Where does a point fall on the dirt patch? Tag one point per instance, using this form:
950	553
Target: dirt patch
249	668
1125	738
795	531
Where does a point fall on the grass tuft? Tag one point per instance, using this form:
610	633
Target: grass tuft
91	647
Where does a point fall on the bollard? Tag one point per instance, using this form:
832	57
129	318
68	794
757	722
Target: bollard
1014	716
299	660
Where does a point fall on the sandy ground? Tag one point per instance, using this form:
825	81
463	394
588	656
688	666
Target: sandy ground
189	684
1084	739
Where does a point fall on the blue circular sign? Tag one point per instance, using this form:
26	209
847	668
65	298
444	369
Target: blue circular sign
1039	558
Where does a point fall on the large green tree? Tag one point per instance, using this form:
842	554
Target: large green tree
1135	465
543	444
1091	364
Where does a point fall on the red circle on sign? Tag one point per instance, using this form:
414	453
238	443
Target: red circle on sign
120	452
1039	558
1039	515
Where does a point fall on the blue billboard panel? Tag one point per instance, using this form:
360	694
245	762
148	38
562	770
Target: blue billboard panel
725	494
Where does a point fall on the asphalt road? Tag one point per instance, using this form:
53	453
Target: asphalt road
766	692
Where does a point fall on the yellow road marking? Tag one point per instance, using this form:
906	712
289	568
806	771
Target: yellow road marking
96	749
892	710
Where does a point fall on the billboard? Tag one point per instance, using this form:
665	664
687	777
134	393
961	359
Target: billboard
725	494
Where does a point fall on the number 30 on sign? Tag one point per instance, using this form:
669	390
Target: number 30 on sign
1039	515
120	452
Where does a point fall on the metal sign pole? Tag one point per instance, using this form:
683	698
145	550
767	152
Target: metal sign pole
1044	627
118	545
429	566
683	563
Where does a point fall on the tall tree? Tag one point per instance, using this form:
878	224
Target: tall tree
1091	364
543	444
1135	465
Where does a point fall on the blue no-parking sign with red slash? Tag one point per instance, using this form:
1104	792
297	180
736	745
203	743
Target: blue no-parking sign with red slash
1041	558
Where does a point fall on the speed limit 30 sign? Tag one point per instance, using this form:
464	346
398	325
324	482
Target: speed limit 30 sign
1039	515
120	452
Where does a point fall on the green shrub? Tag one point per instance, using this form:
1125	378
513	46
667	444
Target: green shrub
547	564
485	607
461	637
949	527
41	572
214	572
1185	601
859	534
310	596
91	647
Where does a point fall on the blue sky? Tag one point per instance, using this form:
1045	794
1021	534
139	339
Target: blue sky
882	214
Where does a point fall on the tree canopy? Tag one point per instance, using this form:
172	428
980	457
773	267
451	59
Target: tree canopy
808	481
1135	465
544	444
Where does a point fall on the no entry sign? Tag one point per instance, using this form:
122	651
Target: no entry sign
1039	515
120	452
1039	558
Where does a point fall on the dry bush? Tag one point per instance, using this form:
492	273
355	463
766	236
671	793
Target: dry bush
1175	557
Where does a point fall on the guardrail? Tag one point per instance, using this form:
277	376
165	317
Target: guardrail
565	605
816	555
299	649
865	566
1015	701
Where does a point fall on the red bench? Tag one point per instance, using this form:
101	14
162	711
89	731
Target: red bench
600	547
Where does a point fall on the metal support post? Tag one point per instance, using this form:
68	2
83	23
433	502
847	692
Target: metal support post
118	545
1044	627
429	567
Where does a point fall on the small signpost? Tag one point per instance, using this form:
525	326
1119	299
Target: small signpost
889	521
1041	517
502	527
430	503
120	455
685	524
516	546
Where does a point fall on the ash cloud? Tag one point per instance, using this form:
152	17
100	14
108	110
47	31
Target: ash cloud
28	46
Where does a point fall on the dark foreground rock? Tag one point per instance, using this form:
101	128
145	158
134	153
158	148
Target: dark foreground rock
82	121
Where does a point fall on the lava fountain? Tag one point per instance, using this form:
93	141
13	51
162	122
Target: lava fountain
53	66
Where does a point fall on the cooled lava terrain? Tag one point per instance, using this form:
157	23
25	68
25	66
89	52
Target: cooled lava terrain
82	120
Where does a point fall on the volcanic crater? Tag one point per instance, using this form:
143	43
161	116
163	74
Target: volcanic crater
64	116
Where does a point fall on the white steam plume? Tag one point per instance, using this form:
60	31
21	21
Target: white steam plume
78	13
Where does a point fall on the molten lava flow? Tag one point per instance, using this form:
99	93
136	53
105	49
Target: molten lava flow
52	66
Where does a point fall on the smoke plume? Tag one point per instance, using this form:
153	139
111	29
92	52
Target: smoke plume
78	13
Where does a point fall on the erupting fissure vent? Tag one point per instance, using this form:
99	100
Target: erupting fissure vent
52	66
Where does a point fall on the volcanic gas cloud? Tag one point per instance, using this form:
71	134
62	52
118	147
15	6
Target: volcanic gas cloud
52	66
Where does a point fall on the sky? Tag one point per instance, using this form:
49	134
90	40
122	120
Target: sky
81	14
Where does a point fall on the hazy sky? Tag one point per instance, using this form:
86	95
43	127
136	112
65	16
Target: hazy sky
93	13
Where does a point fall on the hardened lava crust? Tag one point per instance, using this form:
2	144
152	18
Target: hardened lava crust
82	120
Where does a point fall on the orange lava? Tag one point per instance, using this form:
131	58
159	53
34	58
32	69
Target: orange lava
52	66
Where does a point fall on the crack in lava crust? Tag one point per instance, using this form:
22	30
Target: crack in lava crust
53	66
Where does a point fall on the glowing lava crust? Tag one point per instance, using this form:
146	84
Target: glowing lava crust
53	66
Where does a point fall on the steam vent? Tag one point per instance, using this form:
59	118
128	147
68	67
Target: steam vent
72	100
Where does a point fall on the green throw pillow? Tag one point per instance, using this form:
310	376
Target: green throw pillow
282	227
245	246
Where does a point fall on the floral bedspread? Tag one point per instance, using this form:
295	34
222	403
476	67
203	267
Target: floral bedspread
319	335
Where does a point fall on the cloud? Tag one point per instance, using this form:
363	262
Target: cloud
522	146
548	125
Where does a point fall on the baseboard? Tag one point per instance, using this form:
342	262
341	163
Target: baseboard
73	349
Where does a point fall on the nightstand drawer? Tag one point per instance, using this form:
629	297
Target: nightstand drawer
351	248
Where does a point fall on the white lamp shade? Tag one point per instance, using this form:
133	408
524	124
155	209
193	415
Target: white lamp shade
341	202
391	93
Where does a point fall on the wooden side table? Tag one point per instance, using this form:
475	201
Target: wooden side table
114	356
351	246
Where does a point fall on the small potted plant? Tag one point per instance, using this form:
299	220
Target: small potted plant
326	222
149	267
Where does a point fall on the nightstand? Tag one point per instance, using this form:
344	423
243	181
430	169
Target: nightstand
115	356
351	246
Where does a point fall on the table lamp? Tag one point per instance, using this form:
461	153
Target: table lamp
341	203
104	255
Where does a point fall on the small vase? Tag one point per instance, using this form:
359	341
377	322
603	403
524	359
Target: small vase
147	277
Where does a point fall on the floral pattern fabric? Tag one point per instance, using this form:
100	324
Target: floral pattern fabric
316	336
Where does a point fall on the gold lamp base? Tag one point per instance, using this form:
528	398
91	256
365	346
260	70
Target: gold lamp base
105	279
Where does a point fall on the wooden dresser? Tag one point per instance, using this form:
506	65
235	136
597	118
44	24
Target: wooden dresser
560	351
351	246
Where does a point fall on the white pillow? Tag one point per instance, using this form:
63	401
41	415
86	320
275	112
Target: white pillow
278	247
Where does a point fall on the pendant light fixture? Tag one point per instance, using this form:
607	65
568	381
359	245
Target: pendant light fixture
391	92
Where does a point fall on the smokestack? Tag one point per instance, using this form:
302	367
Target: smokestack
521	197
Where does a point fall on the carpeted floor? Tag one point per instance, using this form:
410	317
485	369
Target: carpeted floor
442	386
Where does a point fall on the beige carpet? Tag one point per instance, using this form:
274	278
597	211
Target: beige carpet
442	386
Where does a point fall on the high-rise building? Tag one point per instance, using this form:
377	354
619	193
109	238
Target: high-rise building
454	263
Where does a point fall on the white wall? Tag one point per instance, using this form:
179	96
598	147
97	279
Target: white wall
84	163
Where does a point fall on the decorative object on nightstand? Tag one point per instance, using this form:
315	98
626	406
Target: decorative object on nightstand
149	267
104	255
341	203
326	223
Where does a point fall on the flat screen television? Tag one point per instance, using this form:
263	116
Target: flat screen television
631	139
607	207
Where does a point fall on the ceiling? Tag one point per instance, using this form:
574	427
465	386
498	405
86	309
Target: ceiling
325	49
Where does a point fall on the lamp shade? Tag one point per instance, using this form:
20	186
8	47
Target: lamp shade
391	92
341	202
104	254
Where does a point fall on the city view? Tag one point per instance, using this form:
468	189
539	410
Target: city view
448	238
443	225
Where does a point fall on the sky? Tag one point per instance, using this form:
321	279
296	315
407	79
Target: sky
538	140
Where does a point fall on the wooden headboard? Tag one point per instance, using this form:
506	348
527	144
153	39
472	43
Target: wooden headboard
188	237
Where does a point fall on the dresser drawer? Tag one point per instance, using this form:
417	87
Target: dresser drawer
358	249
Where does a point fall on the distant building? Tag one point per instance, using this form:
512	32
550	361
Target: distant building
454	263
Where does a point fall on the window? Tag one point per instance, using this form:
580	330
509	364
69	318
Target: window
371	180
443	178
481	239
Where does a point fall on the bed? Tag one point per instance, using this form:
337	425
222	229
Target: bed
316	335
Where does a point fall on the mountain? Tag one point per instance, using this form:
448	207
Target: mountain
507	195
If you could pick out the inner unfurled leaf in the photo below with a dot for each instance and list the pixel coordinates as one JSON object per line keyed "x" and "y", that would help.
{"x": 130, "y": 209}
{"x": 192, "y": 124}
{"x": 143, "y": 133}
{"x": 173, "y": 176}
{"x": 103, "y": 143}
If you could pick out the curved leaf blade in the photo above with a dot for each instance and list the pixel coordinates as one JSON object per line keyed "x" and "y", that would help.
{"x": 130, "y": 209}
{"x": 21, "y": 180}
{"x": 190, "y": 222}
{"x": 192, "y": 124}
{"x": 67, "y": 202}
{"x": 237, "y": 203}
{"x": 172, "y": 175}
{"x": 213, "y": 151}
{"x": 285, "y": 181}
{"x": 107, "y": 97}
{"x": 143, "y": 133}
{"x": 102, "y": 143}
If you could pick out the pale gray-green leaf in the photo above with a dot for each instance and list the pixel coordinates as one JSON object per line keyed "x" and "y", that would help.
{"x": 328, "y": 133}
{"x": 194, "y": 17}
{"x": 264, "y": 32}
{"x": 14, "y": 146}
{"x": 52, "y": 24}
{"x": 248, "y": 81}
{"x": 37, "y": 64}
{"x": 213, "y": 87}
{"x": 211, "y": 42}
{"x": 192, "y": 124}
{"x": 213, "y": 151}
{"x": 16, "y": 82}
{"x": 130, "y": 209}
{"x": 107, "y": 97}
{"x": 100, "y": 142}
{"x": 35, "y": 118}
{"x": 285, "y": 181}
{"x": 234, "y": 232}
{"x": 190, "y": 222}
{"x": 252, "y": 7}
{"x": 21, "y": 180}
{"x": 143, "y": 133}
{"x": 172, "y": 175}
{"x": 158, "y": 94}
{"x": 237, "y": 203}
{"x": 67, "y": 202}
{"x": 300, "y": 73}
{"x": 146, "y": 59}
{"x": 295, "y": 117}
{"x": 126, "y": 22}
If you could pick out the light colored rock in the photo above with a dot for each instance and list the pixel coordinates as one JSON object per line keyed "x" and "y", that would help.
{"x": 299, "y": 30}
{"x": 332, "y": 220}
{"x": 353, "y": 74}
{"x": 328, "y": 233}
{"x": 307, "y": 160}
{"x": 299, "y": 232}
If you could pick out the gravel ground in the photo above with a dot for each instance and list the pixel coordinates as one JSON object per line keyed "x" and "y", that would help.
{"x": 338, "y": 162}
———
Only the lines from the one that contains "Where does a point fall on the mountain?" through the last line should be repeated, each exactly as it stands, with both ends included.

▶ Answer to this problem:
Where does a point fall on the mountain? Tag one point per instance, using this form:
448	207
Target: mountain
507	195
If you could pick out the inner unfurled leaf in the photo below with a dot for each instance and list the pixel coordinates as one JSON object per line keyed "x" and "y", that would help.
{"x": 130, "y": 209}
{"x": 192, "y": 124}
{"x": 143, "y": 133}
{"x": 173, "y": 176}
{"x": 103, "y": 143}
If you could pick out the curved leaf blade in the photo above with a dot for each instance and list the pixel coordinates as one JSON object per line keyed "x" and "y", that would help.
{"x": 130, "y": 209}
{"x": 21, "y": 180}
{"x": 190, "y": 222}
{"x": 192, "y": 124}
{"x": 67, "y": 202}
{"x": 237, "y": 203}
{"x": 172, "y": 175}
{"x": 213, "y": 151}
{"x": 285, "y": 181}
{"x": 107, "y": 97}
{"x": 143, "y": 133}
{"x": 102, "y": 143}
If you could pick out the pale gray-green leaf in the photo above with a dot for each instance and list the pixel coordinates as one JSON object per line keyed "x" and "y", that would help.
{"x": 328, "y": 133}
{"x": 194, "y": 17}
{"x": 264, "y": 32}
{"x": 14, "y": 146}
{"x": 52, "y": 24}
{"x": 248, "y": 81}
{"x": 37, "y": 64}
{"x": 213, "y": 87}
{"x": 211, "y": 42}
{"x": 192, "y": 124}
{"x": 213, "y": 151}
{"x": 16, "y": 82}
{"x": 130, "y": 209}
{"x": 107, "y": 97}
{"x": 100, "y": 142}
{"x": 35, "y": 118}
{"x": 285, "y": 181}
{"x": 234, "y": 232}
{"x": 190, "y": 222}
{"x": 252, "y": 7}
{"x": 21, "y": 180}
{"x": 143, "y": 133}
{"x": 172, "y": 175}
{"x": 158, "y": 94}
{"x": 237, "y": 203}
{"x": 67, "y": 202}
{"x": 300, "y": 73}
{"x": 146, "y": 59}
{"x": 295, "y": 117}
{"x": 126, "y": 22}
If you could pick out the light colored rock in the photo above with a dot for each instance and list the pixel coordinates as one JSON object per line keyed "x" and "y", that would help.
{"x": 299, "y": 30}
{"x": 332, "y": 220}
{"x": 353, "y": 74}
{"x": 328, "y": 233}
{"x": 307, "y": 160}
{"x": 299, "y": 232}
If you could pick out the gravel ground in the photo above with a dot for each instance and list the pixel coordinates as one JSON object per line keyed "x" and "y", that would help.
{"x": 338, "y": 162}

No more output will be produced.